What the exercise asks: Rewrite the lines from the one containing "Would you mind annotating the textured" through the end of the records, changing "floral arrangement" to "flower arrangement" and keeping everything else unchanged. Leave the pictures out of your answer.

Exercise inputs:
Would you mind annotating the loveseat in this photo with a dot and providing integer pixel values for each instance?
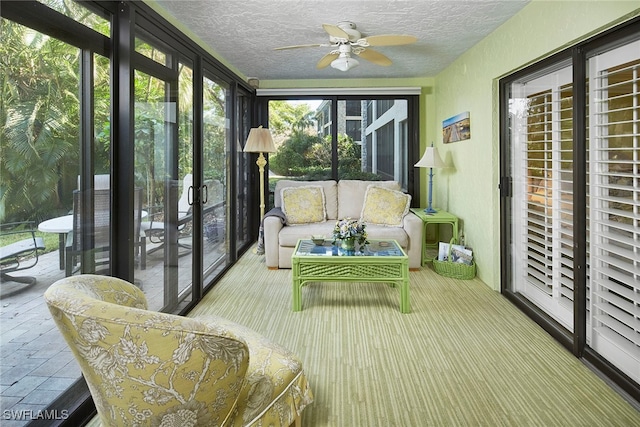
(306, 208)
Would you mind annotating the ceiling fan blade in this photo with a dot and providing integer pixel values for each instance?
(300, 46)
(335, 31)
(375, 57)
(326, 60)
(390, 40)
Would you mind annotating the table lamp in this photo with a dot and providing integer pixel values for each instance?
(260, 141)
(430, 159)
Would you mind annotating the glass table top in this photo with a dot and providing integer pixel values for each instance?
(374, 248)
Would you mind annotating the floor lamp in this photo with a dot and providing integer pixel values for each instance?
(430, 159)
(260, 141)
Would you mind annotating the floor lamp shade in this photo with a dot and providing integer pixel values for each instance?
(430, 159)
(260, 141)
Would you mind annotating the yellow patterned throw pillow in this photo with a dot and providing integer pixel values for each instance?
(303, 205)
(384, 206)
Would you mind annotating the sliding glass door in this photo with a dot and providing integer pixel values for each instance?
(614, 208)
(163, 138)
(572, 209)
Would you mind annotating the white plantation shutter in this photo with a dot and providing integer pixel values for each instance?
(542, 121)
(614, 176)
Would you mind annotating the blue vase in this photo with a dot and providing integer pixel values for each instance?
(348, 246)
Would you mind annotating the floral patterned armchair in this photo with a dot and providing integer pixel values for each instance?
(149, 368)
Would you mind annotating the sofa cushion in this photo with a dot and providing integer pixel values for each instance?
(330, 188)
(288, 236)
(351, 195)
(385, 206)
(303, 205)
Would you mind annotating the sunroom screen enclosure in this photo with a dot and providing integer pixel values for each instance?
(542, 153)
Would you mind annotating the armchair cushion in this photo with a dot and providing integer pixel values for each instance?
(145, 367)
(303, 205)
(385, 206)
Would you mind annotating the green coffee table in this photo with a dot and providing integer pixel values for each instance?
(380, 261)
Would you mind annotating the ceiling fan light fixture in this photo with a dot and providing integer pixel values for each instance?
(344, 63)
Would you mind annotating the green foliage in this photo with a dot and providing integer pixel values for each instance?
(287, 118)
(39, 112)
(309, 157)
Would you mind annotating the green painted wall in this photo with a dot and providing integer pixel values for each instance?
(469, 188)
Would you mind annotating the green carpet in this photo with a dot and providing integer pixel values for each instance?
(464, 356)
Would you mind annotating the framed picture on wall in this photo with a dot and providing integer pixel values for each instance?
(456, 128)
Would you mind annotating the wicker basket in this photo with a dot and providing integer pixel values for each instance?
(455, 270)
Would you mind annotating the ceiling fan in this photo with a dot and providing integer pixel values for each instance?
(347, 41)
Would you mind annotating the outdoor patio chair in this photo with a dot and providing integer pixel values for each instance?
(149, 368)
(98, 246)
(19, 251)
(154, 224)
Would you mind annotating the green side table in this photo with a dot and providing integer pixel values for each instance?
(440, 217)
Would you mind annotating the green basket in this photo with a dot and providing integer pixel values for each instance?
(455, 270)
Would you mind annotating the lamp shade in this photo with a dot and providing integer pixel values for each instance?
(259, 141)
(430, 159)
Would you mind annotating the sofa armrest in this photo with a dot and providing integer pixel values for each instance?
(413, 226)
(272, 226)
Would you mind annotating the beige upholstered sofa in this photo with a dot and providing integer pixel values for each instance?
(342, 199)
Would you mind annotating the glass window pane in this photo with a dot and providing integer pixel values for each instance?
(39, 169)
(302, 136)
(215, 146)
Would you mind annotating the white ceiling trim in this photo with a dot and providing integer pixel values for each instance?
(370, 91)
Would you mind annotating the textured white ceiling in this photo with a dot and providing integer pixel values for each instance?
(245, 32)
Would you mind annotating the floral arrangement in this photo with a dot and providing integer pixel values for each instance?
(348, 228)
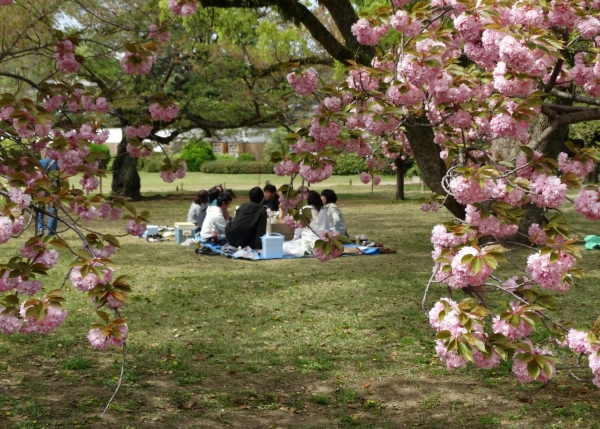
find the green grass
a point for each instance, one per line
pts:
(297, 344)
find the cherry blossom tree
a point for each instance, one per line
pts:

Final answer:
Would you mind annotating the textured white ceiling in this photo with a dot and providing integer pixel values for each instance?
(245, 32)
Would you mind annotating the flower arrangement in this photo with a dot and providing integer pixel values for each instance?
(348, 228)
find the green grass
a point for each instance, one per line
pts:
(297, 344)
find the cherry blossom tree
a point for each instance, one per line
pts:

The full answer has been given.